* [RECORDS FOR THIS EXERCISE]
= = = = =

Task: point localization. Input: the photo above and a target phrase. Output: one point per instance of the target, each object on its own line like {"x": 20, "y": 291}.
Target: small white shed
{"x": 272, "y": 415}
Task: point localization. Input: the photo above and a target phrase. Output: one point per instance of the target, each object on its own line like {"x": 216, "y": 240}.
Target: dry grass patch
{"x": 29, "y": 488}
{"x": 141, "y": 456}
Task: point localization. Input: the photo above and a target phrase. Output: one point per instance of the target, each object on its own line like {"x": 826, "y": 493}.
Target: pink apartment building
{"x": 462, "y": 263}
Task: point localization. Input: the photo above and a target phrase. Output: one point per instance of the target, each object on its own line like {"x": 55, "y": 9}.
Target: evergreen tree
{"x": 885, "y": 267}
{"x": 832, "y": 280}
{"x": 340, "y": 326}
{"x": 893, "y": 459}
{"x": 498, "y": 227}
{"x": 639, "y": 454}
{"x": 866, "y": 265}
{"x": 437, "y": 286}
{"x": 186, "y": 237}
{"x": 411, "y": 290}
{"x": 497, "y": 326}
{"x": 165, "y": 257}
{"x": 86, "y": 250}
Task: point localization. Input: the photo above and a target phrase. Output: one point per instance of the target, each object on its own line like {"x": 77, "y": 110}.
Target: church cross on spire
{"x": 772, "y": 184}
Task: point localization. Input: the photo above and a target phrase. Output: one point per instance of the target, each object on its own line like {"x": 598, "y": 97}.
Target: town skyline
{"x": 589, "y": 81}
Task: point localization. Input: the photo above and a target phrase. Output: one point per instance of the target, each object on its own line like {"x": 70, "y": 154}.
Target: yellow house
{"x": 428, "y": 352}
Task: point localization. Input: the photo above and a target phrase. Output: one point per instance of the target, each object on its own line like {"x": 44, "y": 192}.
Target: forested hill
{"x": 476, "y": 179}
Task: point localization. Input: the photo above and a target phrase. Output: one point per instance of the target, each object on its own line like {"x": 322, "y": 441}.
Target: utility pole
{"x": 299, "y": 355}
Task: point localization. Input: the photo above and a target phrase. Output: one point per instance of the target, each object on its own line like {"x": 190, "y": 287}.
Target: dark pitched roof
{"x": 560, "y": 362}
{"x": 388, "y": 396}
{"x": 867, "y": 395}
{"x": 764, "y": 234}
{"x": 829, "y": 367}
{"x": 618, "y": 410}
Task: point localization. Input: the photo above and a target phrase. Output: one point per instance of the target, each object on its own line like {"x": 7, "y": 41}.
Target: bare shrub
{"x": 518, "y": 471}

= = = = =

* [WORK TO COMPLETE]
Each record needs to be duplicated exactly as given.

* [RESPONSE FOR THIS EXERCISE]
Task: point localization. Input: the photo above and a target phrase. Output: one point per instance of the target, each object on its own line like {"x": 20, "y": 291}.
Target: small white shed
{"x": 272, "y": 415}
Task: point localization. Input: the photo above and a target phrase. Output: one point per instance of the target, each object on its own line like {"x": 216, "y": 240}.
Target: dry grass patch
{"x": 29, "y": 488}
{"x": 141, "y": 456}
Task: point localization. Input: the photo above and a target phrase. Output: one point per instance of the target, each object on its own line like {"x": 826, "y": 493}.
Target: pink apartment building
{"x": 462, "y": 263}
Task: point localization. Input: the photo above and a target phrase. Output: one point per instance of the target, each object on its own line like {"x": 55, "y": 9}.
Target: evergreen tree
{"x": 885, "y": 267}
{"x": 832, "y": 280}
{"x": 340, "y": 326}
{"x": 893, "y": 459}
{"x": 498, "y": 227}
{"x": 639, "y": 454}
{"x": 866, "y": 265}
{"x": 437, "y": 286}
{"x": 186, "y": 237}
{"x": 411, "y": 290}
{"x": 497, "y": 326}
{"x": 165, "y": 257}
{"x": 86, "y": 250}
Task: point localization. Input: the photo above and a target phrase. Output: one point per instance of the target, each object on its own line like {"x": 77, "y": 110}.
Target: church cross on spire
{"x": 772, "y": 184}
Task: point localization. Input: the photo above and a target phrase. Output: one point per instance of the target, each object on its own line like {"x": 598, "y": 97}.
Target: town skyline
{"x": 589, "y": 81}
Task: point localization. Input: the photo above and a target phrase. Output: one point per instance of the target, each object on its own line like {"x": 70, "y": 154}.
Target: yellow house
{"x": 428, "y": 352}
Task: point localization. Input: the photo above and a target phrase. Output: one point per instance of the target, each object on its own line like {"x": 44, "y": 192}.
Target: forested hill
{"x": 476, "y": 179}
Task: point localization. Input: the photo above and a target phrase. Output: one point per instance of the target, each object on its own line like {"x": 322, "y": 441}.
Target: utility pole
{"x": 299, "y": 355}
Task: point localization. Input: the photo above and a target phrase. Output: one point per instance of the target, each object on its own line like {"x": 190, "y": 287}.
Target: dark pitched roof
{"x": 560, "y": 362}
{"x": 388, "y": 396}
{"x": 867, "y": 395}
{"x": 764, "y": 234}
{"x": 829, "y": 367}
{"x": 618, "y": 410}
Task: point localization. Input: the photo above and a target phrase. Output: one point per instance of the target, each object on its own line like {"x": 7, "y": 41}.
Target: bare shrub
{"x": 518, "y": 471}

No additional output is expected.